= Work instructions =
Could you retype the lines from the start of the items through the line containing "429L703 481L711 509H738L745", including both ends, without the pictures?

Collected data entries:
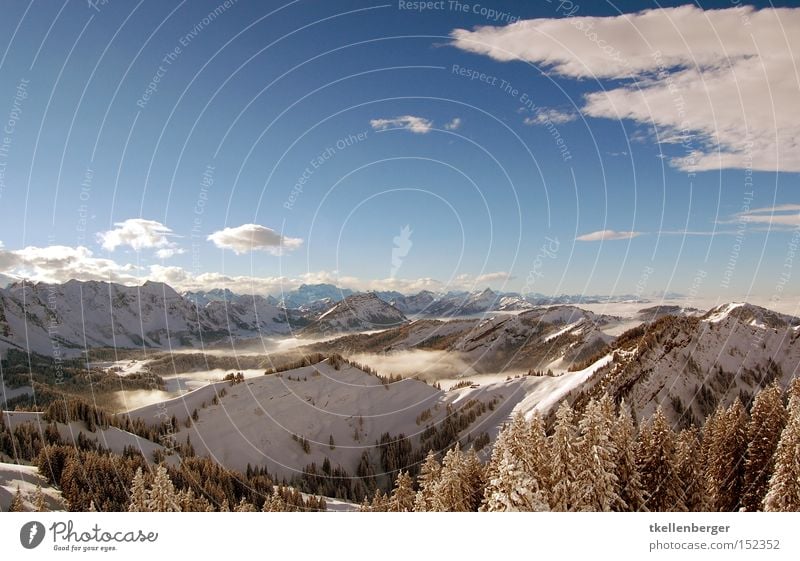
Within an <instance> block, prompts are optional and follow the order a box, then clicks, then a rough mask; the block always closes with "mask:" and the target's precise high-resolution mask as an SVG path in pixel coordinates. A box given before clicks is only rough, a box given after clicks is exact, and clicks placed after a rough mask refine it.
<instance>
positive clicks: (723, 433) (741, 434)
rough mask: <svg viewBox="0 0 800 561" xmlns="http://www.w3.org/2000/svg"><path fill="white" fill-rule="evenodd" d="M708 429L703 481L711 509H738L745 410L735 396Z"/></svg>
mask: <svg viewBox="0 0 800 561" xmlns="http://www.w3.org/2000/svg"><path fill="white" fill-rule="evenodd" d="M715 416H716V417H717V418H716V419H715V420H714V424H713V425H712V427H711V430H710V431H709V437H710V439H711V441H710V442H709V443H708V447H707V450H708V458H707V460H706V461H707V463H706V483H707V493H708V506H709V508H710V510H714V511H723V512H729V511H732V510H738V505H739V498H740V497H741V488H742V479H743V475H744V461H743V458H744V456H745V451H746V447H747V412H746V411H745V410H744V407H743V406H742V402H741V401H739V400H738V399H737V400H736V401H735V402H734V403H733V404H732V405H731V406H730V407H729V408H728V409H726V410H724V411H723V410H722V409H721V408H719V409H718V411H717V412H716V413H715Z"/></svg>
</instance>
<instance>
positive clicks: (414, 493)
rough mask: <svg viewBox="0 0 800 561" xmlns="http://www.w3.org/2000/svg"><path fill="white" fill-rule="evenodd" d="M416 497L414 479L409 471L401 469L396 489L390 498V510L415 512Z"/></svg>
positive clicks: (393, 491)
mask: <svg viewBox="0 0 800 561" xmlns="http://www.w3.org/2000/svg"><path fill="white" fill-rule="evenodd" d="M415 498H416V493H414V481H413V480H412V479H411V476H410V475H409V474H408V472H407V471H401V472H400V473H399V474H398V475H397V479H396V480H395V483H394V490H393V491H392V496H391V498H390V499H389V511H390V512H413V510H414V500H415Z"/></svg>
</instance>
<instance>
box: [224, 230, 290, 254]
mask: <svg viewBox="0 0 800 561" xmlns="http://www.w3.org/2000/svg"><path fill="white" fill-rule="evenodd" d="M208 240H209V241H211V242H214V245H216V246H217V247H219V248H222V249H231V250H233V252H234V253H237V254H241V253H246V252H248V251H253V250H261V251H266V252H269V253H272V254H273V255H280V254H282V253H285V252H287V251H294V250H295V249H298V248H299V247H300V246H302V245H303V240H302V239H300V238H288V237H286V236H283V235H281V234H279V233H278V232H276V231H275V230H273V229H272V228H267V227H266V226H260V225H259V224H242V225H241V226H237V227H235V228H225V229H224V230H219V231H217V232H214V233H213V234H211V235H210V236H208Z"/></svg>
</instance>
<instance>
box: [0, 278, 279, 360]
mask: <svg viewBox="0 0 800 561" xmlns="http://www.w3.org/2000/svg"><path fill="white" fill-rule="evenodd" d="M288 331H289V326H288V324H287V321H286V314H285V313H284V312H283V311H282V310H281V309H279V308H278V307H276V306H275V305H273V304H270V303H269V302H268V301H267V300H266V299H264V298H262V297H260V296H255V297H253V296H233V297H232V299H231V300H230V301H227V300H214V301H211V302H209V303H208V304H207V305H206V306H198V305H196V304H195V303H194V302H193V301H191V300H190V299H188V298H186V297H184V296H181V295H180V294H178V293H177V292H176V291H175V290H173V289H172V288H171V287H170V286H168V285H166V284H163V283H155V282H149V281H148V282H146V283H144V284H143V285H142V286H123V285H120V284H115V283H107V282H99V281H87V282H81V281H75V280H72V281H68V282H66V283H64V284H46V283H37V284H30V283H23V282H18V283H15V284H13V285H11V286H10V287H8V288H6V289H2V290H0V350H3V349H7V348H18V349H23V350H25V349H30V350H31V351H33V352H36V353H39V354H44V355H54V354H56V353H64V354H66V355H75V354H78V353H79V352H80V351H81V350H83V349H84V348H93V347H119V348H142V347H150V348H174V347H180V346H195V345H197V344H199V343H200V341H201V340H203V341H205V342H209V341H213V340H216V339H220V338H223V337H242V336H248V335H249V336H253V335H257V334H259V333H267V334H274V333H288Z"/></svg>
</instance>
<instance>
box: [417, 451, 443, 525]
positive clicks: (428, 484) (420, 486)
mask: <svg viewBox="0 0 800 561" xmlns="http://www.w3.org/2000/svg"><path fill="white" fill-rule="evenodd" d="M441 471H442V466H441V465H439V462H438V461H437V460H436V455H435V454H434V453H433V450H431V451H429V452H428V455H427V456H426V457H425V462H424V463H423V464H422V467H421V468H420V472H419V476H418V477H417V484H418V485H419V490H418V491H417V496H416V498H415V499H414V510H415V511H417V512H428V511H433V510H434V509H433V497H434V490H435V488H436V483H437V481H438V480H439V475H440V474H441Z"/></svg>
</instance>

= Expected answer =
Within an <instance> block, prompts are optional and follow the order a box, then clicks, then a rough mask; the block always closes with "mask:" and the target's precise high-resolution mask as an SVG path in pixel coordinates. A box given before clicks is only rough, a box given after clicks is exact, and clicks placed after a rough mask refine it.
<instance>
positive clicks: (723, 433) (741, 434)
rough mask: <svg viewBox="0 0 800 561" xmlns="http://www.w3.org/2000/svg"><path fill="white" fill-rule="evenodd" d="M708 429L703 481L711 509H738L745 410L735 396Z"/></svg>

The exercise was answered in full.